#### Material supplied ####

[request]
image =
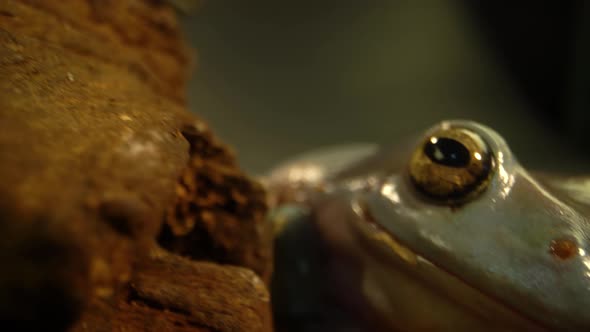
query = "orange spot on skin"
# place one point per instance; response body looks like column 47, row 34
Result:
column 563, row 248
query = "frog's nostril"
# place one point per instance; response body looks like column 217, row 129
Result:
column 563, row 248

####

- Challenge -
Turn every line of the records above into a numbered list, dropping any blank lines. Leave the pictures out of your answer.

- Worked answer -
1. [request]
2. image =
3. query = "orange spot on skin"
4. # place one point per instance; response body looks like column 47, row 34
5. Result:
6. column 563, row 248
7. query = "frog's nostril"
8. # place one point per instance; response body looks like column 217, row 129
9. Result:
10. column 563, row 248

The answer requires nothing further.